[What is expected]
Copy out the entries below with "single dot" replaced by "small marker" everywhere and everything else unchanged. Leave out the pictures.

[Supplied records]

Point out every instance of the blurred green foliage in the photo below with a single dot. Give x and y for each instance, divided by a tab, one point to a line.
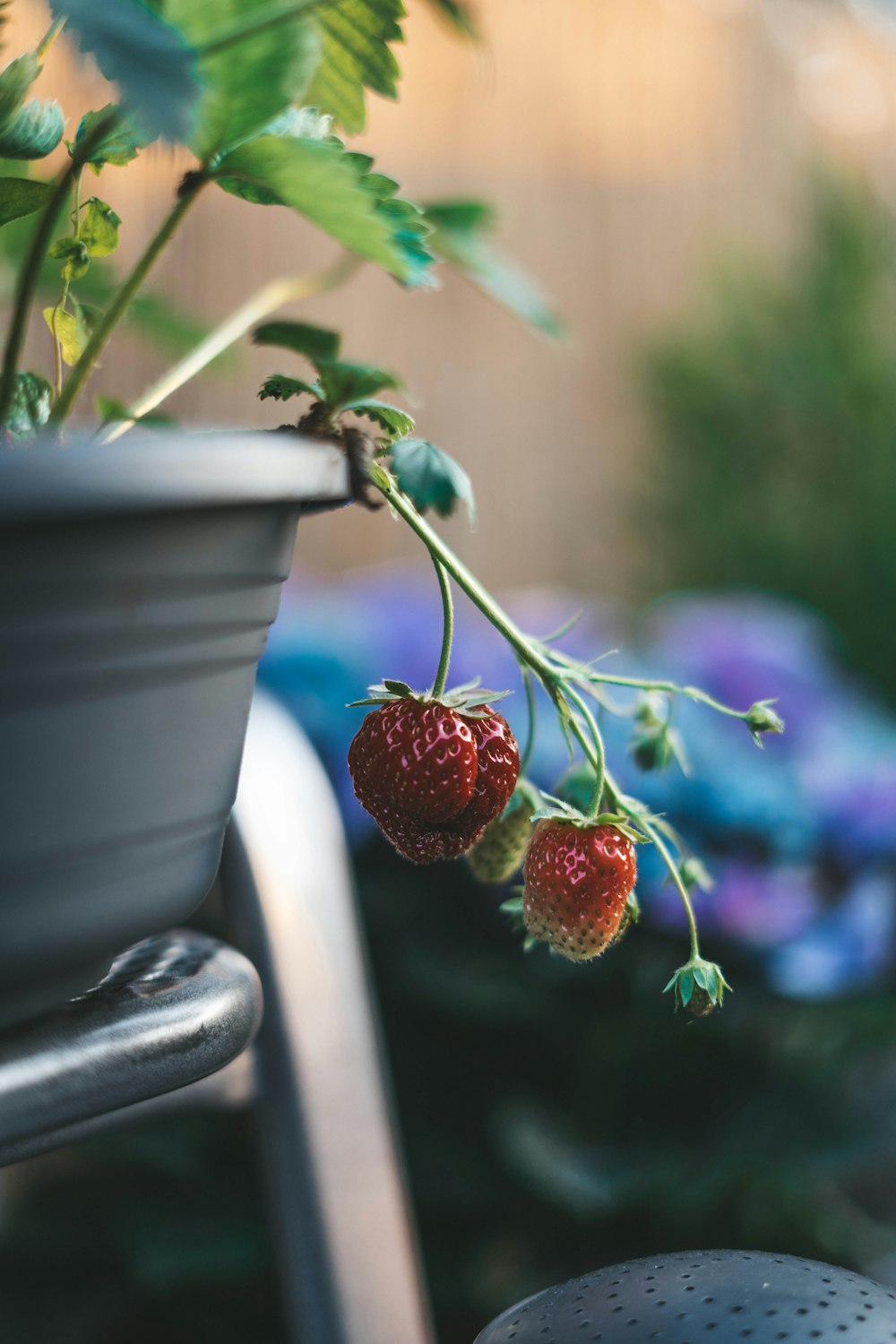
775	426
554	1117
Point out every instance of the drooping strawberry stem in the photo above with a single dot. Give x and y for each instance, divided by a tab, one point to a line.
599	757
447	629
530	718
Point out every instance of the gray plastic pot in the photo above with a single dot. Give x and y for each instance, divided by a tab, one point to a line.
137	585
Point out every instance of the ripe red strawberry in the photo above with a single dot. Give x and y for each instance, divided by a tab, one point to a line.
432	776
576	884
417	755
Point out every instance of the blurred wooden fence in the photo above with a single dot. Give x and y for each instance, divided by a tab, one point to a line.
622	142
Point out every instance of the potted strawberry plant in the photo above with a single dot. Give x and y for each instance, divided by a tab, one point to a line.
140	577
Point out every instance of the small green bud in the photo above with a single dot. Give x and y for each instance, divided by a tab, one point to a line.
694	874
654	744
761	718
699	986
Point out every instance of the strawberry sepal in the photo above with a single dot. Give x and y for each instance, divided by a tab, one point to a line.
699	986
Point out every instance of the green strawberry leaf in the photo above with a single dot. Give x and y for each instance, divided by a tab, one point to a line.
99	228
332	188
19	198
314	343
34	132
15	82
397	422
762	718
461	238
144	56
30	406
118	145
346	383
73	331
432	478
247	82
281	389
355	56
74	257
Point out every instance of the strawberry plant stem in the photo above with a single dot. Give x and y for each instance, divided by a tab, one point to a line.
599	758
123	298
692	693
30	271
447	629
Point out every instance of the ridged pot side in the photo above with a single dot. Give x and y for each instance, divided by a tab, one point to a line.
128	661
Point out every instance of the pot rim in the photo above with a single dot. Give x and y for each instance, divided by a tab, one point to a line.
169	470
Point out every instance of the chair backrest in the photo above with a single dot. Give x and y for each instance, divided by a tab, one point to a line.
347	1245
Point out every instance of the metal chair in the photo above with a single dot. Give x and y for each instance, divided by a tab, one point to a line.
185	1007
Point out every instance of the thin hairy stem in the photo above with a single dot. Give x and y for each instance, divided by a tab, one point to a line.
123	298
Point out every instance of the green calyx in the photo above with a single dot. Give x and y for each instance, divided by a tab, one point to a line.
469	699
699	986
654	742
560	811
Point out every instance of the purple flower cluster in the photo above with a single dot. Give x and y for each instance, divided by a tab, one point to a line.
801	838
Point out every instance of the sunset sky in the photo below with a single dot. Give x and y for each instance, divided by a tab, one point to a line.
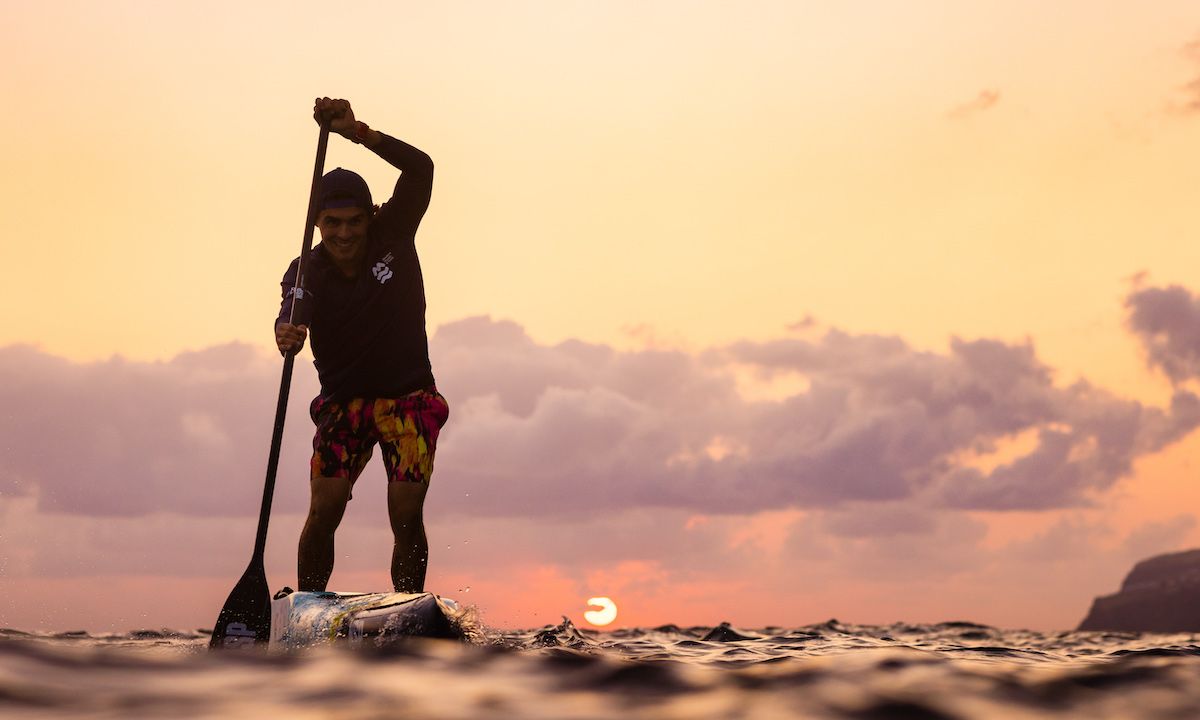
765	312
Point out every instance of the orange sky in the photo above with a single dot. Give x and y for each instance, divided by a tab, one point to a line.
634	174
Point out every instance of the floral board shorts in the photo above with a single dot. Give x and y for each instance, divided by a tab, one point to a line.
406	429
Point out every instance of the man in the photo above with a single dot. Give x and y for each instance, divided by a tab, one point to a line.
364	300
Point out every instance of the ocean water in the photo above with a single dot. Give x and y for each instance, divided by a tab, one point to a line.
831	670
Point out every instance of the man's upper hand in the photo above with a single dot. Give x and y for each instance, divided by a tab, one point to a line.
341	117
291	337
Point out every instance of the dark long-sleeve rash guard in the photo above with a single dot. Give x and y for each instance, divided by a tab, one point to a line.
369	331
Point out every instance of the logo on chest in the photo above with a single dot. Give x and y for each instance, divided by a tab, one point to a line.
381	270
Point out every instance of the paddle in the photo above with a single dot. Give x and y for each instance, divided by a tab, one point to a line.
246	616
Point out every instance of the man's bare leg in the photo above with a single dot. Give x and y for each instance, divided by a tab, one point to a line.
315	562
411	552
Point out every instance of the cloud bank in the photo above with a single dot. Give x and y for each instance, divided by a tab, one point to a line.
581	430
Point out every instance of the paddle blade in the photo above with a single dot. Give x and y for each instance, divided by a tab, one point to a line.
246	616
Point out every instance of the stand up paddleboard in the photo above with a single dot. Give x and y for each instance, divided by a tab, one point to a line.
307	619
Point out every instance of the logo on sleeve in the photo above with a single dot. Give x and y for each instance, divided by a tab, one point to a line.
381	270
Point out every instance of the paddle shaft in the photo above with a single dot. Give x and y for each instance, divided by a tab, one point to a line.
281	408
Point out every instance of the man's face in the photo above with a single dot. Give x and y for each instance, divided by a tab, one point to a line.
343	231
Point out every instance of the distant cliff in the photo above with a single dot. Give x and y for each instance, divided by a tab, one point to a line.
1159	595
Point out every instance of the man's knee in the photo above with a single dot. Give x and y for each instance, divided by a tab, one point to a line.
329	498
406	502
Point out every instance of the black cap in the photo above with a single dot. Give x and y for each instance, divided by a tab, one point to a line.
343	189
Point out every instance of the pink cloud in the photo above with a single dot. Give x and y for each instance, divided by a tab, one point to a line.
575	469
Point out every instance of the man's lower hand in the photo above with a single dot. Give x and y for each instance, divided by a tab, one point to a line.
291	337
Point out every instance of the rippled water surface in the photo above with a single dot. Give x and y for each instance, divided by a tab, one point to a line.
948	670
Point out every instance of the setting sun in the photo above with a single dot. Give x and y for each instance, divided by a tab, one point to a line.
604	616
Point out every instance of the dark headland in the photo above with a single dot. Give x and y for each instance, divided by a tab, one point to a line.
1161	594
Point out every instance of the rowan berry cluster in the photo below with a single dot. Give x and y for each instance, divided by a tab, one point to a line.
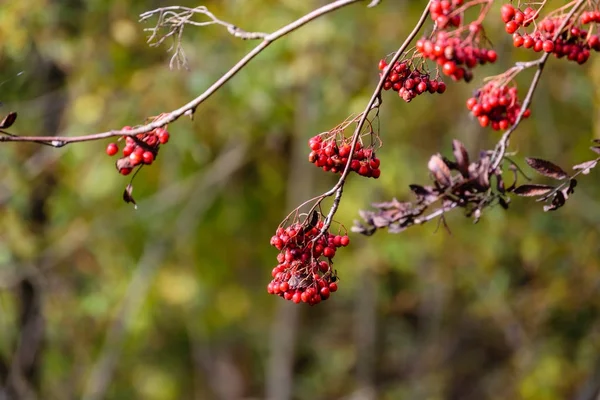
514	18
496	106
587	17
574	42
304	272
140	149
441	12
409	82
332	156
456	56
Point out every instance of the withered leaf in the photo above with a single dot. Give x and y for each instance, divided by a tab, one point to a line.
533	190
440	170
586	166
462	157
547	168
557	202
127	197
8	120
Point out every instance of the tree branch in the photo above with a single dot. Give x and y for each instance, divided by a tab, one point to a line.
189	108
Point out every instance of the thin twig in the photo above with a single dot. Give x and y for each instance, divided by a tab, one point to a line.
376	96
189	108
541	62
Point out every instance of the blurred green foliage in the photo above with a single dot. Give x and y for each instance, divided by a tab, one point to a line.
508	308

[Solution to the exercise]
Point out every instance of the blurred green foliage in the photo below with a small marker. Give x and y for each instance, divided by a tab, one point to a line.
775	426
554	1117
Point out every instance of the drooping strawberry stem in the photo above with a small marker. Give x and y for each instance, divided by a tab, one point to a line.
599	757
447	629
530	718
Point out every instance of the gray plastic pot in the photo above with a small marker. Give x and y for each instance, divided by a tab, one point to a line.
137	585
Point out every instance of the ripe red strawberry in the photo above with a small marker. Give x and y for each instance, divided by a tab, one point to a line.
432	776
576	884
417	755
Point out every instance of the blurred wooden fence in the photo above with a small marker. Give x and y for each instance, divided by a tab, one point to a line.
622	142
Point out every instance of the potted strawberry plant in the photo above with a small marker. Give x and y for each instance, divided by a tab, one point to a line.
140	577
Point out every instance of the small green bud in the photo above with a small marker. Give x and y for each instance, divided by a tab, one point to a line.
694	874
654	744
761	718
699	986
Point out every instance of the strawberry sepal in the photo above with a small marker. Give x and y for each instance, divided by a tab, one point to a line.
699	986
Point out every instance of the green strawberry leaf in the photo above with a small marker. Give x and y for each instance, divided by a tab, one point to a line.
99	228
332	188
19	198
314	343
34	132
15	82
397	422
762	718
461	238
144	56
30	406
118	145
346	383
73	331
432	478
247	82
281	389
355	56
74	257
Point out every instance of the strawberry plant stem in the photo above with a small marker. Give x and y for each instance, divided by a tab, one point to a line.
599	758
123	298
692	693
30	271
447	629
Point out every instance of the ridged pot side in the photo above with a small marker. Give x and y for each instance, divided by a tab, one point to a line.
128	661
Point out every instance of the pot rim in the photo above with a small marker. Give x and y for each instance, divided by a tab, one point to a line.
169	470
Point out every instance of the chair backrest in the photo above with a small marker. Give x and y for each instance, divided by a tab, one point to a line.
347	1245
Point out every instance of the metal chair in the photo above with a small marker. Give x and y for each instance, divided by a tab, one point to a line.
185	1007
Point out every instance of the thin hairy stem in the photo above with a small marker. Give x and y for each instance, divided by a tab, one point to a line.
123	298
Point out every instance of the green calyx in the photo above with a small marker. Give x and y for each instance, divided by a tab, one point to a line.
469	699
699	986
654	742
560	811
Point out every instance of the purple flower cluster in the photo above with a small marker. Give x and y for each instance, divided by a tab, one point to a line.
801	838
Point out every instance of the sunset sky in the photo below with a small marker. Give x and y for each instance, divided by a tab, one point to a line.
765	312
Point out every instance of the orange sky in the photo above with a small marker. Give x and y for each instance, divided by a tab, one point to a line.
634	174
Point out every instance of the floral board shorts in the photo above with a small marker. Give x and y for each instance, divided by a tab, one point to a line.
406	429
Point out every instance of the man in the photo above with a small marker. Give x and y for each instance, divided by a tab, one point to a line.
364	300
Point out every instance of the ocean water in the photo above with a small marker. Give x and y for each instance, divided by a tab, one point to a line.
831	670
Point out every instance of the man's upper hand in the photo above with a small marker. Give x and y for each instance, divided by a tab, one point to a line.
341	117
291	337
Point out every instance of the dark long-sleeve rash guard in the photo above with a small marker. Give x and y for each instance, divided by a tab, one point to a line.
369	331
Point out every instance of the logo on chest in the photo above with a small marker. Give x and y for each instance, divided by a tab, one point to a line.
381	270
Point out every instance of the paddle in the photo above with a small marker. Give x and y for each instance, divided by a tab, one point to a line.
246	616
Point out every instance of the man's bare leg in the photo above with a small marker. Give x and y for each instance, divided by a tab, one point to a line.
315	562
411	552
Point out every instance of the cloud bank in the photo above with a small marker. Give x and y for each instance, divided by a tab, one point to a line.
581	430
Point out every instance of the paddle blade in the photo above with a small marker. Give x and y for each instance, divided by a tab, one point to a line.
246	616
Point out every instance of the stand up paddleboard in the photo above with a small marker. Give x and y for each instance, divided by a tab, one point to a line.
307	619
Point out every instance of the logo on sleeve in the photo above with a small marker. Give x and y for each instance, divided by a tab, one point to a line.
381	270
Point out every instance of the paddle shaft in the photo above with a small marker. Give x and y for each instance, divided by a tab, one point to a line.
281	408
Point out every instance of the man's face in the photo above with a small marker. Give x and y for each instance, divided by a tab, one point to a line.
343	231
Point out every instance of the distant cliff in the photo above with a small marker. Give x and y for each instance, divided by a tab, one point to a line.
1159	595
Point out every instance of the man's knee in the photo above with a small marker. Give x and y for each instance, divided by a tab, one point to a line.
329	498
406	502
Point out every instance of the black cap in the photo above with a small marker. Give x and y for each instance, divided by a tab, one point to a line.
343	189
Point out every instance of the pink cloud in the photo above with a small marker. Give x and y for each instance, divided by a tab, one point to a line.
575	469
Point out every instance of the man's lower hand in the photo above with a small marker. Give x and y for each instance, divided by a tab, one point to a line.
291	337
Point out every instance of the rippled water surface in the photo above with a small marker. Give x and y for each instance, divided by a tab, one point to a line.
948	670
Point out every instance of the setting sun in the photo above with a small marker. Give x and y for each instance, divided by a tab, one point to a line.
604	616
Point out every instance of the dark headland in the photo above with a small marker. Give x and y for each instance, divided by a tab, one point to a line.
1161	594
Point out every instance of the rowan berry cluster in the photo below with a small marker. Give x and y for each instance, divided by a tab, one point to a line.
514	18
496	106
587	17
574	42
304	272
140	149
441	12
409	82
332	156
456	56
Point out every instance of the withered leaf in the photo above with a small marker. Give x and y for each instance, divided by a tab, one point to a line.
533	190
440	170
586	166
462	157
547	168
557	202
127	197
8	120
Point out every instance of the tree branch in the photo above with a small marker. Give x and y for each instance, divided by a tab, one point to a line.
189	108
Point out every instance of the thin twig in the photo above with a small marker. Give x and y for each instance, divided by a tab, one point to a line.
376	96
189	108
541	62
Point out every instance of the blurred green foliage in the photo above with a small marker. Give x and y for each instance, divided by a tab, one point to a line.
508	308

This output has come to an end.